* **WRITTEN INSTRUCTION**
In the acquisitions note below, reproduce word for word the passage starting at "2010 Acquisitions" and ending at "A/S (Morningstar Denmark)".

== TEXT SECTION

3. Acquisitions, Goodwill, and Other Intangible Assets

 

2010 Acquisitions

 

In the first nine months of 2010, we completed six acquisitions, as follows:

 

Increased Ownership Interest in Morningstar Danmark A/S (Morningstar Denmark)

 

In July 2010, we acquired an additional 75% interest in Morningstar Denmark, increasing our ownership to 100% from 25%. Morningstar Denmark’s main offering is the investment information website for individual investors, Morningstar.dk, which provides fund and ETF data, portfolio tools, and market analysis.

 

The total estimated fair value of $20,665,000 includes $15,467,000 in cash paid to acquire the remaining 75% interest in Morningstar Denmark. The following table summarizes our preliminary allocation of the estimated fair values of the assets acquired and liabilities assumed at the date of acquisition:

 

 

 

($000)

 

Cash and cash equivalents

 

$

915

 

Accounts receivable and other current assets

 

771

 

Other non-current assets

 

65

 

Intangible assets

 

9,066

 

Goodwill

 

13,347

 

Deferred revenue

 

(496

)

Deferred tax liability

 

(2,307

)

====
== STORED ROWS

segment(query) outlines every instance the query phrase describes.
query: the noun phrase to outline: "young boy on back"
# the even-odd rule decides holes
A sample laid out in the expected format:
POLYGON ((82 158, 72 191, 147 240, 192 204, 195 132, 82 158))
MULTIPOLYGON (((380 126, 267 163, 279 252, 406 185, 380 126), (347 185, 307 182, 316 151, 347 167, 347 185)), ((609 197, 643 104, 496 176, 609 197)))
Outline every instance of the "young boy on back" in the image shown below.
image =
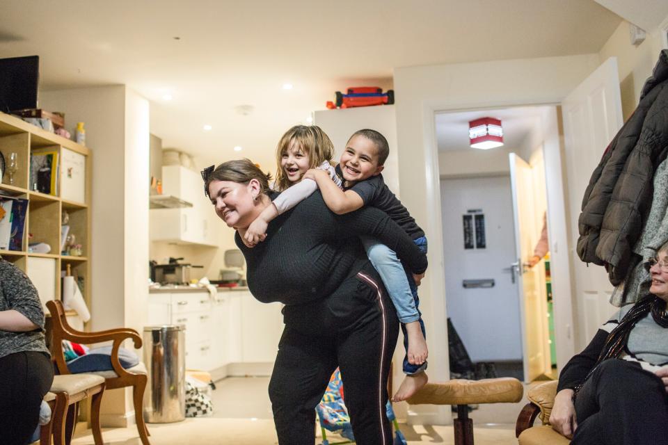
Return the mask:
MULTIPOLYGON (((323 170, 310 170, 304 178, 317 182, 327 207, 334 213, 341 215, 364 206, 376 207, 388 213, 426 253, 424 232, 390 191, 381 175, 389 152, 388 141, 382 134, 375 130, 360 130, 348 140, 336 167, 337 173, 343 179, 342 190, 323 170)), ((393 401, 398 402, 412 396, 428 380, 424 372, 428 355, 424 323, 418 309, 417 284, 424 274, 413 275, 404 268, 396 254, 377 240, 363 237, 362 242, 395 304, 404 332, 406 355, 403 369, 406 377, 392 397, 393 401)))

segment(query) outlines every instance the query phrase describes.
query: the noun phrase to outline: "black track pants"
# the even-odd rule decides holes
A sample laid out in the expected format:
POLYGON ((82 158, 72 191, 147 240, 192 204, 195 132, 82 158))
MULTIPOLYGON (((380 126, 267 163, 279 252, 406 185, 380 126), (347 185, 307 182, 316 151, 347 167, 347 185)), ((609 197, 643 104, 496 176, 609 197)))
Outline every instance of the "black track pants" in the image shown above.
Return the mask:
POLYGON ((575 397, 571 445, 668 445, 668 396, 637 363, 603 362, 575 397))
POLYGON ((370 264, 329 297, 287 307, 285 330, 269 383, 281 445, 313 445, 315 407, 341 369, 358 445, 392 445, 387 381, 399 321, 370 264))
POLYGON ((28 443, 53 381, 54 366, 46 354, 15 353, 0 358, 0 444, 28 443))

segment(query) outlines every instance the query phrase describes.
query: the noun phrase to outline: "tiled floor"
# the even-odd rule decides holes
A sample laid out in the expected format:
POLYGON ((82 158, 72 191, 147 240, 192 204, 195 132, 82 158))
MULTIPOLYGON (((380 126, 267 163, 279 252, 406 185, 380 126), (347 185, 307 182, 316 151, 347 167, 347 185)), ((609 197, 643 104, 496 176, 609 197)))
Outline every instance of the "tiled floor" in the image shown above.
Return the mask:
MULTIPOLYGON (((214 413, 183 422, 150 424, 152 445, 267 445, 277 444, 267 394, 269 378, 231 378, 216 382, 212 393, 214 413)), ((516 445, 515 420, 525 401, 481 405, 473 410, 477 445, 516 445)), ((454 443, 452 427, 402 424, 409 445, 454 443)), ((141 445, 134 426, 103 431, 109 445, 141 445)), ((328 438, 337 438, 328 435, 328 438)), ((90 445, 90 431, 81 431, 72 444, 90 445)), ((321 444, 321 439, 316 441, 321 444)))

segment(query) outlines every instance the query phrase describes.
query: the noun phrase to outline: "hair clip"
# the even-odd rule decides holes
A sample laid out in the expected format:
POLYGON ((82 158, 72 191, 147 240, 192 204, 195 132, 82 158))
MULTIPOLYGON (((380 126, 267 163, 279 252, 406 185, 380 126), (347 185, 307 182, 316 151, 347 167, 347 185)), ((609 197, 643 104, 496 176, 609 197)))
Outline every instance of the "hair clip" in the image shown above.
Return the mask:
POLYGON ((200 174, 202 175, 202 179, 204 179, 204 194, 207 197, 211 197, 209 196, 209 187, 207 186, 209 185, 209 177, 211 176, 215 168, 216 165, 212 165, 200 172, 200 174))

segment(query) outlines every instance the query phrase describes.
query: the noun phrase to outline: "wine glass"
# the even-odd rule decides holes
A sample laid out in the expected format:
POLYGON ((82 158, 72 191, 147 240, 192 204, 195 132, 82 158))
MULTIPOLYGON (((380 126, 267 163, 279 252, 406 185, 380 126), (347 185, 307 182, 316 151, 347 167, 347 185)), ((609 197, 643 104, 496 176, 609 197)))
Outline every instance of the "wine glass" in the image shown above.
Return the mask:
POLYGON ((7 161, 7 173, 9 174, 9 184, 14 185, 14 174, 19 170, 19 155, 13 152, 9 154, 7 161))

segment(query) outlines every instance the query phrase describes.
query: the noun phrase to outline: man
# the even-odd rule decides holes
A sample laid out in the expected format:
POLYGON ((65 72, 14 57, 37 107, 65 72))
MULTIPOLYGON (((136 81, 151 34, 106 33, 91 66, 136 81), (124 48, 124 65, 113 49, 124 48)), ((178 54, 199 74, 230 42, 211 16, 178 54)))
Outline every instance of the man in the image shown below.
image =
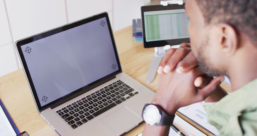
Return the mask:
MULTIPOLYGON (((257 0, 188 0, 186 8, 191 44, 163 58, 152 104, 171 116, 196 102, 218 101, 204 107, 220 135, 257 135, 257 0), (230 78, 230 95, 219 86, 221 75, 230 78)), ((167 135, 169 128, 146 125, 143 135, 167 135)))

====
== STORED ROWS

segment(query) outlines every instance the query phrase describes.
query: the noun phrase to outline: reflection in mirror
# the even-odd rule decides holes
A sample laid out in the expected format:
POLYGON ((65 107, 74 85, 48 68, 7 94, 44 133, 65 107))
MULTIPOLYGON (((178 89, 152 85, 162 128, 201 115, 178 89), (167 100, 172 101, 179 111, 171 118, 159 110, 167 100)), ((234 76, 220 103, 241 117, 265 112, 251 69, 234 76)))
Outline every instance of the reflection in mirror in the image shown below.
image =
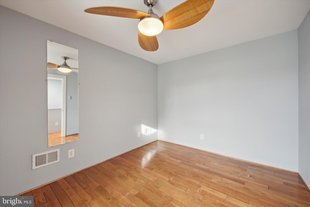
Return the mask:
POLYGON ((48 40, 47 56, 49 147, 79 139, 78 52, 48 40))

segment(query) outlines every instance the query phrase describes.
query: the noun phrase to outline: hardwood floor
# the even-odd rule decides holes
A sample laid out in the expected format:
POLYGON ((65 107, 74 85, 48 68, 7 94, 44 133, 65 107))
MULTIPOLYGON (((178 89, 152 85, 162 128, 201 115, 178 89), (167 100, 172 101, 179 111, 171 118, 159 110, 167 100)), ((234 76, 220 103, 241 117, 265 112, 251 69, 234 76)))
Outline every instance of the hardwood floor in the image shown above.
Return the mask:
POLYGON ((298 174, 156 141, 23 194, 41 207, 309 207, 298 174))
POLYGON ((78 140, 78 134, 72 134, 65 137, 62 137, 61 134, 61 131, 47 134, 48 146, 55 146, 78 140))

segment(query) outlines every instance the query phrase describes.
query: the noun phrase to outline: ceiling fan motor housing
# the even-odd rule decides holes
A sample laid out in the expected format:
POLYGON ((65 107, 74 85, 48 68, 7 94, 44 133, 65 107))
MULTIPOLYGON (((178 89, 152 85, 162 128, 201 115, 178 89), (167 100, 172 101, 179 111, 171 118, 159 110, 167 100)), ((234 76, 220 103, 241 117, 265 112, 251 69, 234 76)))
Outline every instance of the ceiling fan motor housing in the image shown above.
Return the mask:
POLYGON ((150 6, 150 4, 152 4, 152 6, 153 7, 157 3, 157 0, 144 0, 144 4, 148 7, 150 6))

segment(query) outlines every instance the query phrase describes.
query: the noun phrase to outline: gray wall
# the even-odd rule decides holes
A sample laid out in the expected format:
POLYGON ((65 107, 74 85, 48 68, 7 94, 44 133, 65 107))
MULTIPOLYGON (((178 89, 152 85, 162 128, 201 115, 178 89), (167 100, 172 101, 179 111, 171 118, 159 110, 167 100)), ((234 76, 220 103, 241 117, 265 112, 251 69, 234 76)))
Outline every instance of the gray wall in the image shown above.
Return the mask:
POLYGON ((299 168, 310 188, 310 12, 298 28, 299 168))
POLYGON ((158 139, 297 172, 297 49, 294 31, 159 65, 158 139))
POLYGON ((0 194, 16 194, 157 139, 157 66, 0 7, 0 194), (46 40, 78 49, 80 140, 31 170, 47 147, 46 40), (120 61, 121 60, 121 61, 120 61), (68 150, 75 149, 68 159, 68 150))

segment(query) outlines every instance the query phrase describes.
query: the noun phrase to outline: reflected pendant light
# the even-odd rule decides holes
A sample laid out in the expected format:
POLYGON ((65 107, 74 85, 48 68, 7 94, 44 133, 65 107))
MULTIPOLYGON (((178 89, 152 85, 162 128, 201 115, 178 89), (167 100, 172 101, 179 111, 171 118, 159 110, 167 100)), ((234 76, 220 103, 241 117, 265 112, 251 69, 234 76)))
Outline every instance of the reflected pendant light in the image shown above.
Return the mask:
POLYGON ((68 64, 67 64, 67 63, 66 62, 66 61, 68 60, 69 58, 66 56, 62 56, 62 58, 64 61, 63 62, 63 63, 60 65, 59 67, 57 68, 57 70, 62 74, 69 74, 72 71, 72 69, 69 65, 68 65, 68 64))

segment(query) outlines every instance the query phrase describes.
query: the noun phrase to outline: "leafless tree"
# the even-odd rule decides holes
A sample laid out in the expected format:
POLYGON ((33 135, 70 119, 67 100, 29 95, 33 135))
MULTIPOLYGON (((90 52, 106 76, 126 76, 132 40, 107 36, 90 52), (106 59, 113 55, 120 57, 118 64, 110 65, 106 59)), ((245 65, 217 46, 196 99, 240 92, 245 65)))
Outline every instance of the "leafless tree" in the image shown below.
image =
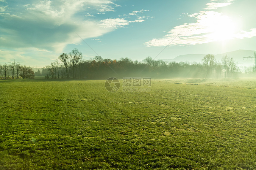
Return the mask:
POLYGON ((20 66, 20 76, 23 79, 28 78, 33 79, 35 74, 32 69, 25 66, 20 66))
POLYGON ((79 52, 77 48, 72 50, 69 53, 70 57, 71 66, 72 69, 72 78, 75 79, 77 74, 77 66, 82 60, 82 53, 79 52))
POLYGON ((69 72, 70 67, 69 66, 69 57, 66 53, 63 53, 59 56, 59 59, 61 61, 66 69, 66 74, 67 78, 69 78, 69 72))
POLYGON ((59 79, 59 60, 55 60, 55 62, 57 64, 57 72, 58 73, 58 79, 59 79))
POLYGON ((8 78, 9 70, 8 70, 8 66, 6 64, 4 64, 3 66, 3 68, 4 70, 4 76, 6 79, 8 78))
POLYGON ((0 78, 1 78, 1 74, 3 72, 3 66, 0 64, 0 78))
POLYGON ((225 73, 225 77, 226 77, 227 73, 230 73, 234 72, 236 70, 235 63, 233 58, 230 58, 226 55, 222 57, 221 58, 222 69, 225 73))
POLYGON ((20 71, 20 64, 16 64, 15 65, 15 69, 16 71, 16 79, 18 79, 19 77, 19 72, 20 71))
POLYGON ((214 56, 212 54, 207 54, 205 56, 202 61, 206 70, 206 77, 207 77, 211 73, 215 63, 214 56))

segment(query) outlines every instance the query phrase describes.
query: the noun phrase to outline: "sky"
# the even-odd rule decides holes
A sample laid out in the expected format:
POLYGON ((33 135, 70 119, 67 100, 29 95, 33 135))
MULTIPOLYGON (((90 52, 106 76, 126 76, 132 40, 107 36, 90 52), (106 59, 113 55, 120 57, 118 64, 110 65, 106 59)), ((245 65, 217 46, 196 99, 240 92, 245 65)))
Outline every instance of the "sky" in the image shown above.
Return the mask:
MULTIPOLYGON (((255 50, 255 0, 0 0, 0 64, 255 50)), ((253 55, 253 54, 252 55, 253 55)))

====
== STORED ROWS

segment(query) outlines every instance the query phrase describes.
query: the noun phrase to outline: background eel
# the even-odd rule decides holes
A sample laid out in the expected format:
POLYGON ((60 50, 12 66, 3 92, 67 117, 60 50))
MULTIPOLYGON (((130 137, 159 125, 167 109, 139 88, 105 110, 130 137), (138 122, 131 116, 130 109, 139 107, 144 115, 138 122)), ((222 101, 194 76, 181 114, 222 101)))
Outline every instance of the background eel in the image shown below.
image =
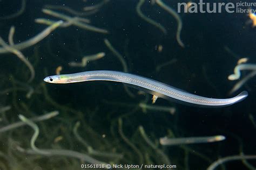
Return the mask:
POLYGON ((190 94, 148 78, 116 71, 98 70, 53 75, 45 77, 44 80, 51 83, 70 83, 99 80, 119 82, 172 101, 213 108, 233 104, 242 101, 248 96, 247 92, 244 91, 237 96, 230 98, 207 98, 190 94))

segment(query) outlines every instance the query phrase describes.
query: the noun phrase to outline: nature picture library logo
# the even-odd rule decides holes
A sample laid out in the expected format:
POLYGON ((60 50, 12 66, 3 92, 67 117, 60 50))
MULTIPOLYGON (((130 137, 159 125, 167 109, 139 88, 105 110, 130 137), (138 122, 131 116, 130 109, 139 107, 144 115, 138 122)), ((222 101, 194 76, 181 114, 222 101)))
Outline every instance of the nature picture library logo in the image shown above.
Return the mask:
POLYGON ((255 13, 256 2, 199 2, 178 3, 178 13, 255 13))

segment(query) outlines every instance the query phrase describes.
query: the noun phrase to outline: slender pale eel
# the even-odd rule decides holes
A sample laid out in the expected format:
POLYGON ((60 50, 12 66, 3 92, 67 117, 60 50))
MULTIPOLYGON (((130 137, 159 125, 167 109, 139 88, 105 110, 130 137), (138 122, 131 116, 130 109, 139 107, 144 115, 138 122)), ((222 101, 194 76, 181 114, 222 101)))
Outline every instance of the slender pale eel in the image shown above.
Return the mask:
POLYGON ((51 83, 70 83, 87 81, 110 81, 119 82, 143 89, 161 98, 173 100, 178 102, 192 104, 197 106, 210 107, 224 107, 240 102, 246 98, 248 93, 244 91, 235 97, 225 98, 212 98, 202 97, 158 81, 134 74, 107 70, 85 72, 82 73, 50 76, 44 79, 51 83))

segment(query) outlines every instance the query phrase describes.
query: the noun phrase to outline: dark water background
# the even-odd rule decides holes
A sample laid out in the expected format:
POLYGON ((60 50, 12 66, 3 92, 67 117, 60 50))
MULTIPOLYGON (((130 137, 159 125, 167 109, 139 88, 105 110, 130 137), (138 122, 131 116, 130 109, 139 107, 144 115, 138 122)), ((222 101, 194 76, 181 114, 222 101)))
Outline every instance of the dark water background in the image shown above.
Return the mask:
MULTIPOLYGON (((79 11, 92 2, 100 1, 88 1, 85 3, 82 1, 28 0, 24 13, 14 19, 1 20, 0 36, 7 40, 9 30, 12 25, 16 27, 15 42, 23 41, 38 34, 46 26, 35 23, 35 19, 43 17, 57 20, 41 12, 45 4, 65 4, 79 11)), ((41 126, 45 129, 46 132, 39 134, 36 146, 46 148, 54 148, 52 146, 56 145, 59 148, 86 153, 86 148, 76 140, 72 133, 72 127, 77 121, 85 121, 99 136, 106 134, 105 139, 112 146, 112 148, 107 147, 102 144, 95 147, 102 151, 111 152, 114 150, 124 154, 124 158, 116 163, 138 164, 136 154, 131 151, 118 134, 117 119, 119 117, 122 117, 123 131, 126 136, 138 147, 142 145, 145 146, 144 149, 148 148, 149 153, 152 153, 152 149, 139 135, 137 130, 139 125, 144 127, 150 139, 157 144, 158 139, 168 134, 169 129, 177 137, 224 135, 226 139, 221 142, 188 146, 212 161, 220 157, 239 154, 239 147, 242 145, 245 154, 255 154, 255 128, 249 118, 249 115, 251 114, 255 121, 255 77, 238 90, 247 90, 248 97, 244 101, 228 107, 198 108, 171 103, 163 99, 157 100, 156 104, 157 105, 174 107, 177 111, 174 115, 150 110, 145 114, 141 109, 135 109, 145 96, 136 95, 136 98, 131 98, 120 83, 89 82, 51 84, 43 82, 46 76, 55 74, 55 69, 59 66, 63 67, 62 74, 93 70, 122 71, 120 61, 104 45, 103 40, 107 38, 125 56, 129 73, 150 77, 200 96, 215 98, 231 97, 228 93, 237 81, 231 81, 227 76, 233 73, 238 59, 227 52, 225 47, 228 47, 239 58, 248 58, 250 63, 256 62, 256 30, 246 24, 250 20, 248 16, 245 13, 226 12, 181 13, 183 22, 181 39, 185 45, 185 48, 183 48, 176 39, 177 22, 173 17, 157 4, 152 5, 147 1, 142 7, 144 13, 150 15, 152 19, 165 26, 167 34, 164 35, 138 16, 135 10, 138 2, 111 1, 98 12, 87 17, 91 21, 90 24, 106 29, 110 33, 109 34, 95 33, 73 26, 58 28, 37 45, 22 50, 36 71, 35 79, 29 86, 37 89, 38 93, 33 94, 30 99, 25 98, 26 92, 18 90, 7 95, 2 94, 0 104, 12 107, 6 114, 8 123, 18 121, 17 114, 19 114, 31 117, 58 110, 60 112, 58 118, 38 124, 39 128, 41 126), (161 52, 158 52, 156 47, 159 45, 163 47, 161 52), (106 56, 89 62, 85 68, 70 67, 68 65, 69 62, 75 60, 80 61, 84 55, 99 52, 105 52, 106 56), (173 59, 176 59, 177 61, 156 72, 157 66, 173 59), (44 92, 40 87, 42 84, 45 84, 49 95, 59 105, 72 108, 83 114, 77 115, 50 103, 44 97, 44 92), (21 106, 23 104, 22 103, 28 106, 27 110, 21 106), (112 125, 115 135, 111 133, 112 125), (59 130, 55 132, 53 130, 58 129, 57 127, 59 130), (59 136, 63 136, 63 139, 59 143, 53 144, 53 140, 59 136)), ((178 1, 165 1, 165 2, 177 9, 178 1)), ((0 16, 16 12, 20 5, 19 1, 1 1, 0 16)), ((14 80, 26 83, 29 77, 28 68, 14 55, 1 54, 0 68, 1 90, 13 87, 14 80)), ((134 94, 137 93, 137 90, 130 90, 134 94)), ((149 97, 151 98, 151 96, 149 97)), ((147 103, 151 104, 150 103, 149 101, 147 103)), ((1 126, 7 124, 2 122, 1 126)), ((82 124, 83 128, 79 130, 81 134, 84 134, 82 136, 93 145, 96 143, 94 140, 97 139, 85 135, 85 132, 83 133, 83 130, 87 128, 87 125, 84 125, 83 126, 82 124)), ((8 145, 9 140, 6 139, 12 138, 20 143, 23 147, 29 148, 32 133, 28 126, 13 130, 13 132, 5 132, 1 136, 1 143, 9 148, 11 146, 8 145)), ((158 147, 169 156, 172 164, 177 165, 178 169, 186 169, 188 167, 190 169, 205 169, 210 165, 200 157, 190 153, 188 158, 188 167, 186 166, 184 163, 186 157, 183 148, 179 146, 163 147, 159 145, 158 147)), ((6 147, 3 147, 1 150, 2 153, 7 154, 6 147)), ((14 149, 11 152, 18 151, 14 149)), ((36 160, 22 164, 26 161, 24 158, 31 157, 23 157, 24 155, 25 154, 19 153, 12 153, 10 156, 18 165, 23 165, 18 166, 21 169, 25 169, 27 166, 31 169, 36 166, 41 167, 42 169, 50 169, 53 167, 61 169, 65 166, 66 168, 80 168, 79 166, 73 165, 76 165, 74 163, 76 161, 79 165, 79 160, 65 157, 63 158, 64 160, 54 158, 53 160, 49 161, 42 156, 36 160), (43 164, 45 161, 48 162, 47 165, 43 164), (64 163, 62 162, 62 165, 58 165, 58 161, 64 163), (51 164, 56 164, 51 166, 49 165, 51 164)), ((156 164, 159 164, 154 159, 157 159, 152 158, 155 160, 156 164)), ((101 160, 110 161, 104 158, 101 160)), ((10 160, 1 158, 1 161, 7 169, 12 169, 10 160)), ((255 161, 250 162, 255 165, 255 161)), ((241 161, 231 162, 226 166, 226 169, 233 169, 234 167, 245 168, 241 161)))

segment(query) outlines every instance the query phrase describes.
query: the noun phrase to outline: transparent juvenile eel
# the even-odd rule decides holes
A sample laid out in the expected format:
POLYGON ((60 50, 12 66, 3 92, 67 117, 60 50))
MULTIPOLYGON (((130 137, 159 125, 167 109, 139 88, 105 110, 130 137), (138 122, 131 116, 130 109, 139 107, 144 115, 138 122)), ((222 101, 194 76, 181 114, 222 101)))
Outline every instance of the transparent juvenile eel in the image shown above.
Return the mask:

====

* **OUTPUT FOR THIS EXERCISE**
2010 Acquisitions

 

In the first nine months of 2010, we completed six acquisitions, as follows:

 

Increased Ownership Interest in Morningstar Danmark A/S (Morningstar Denmark)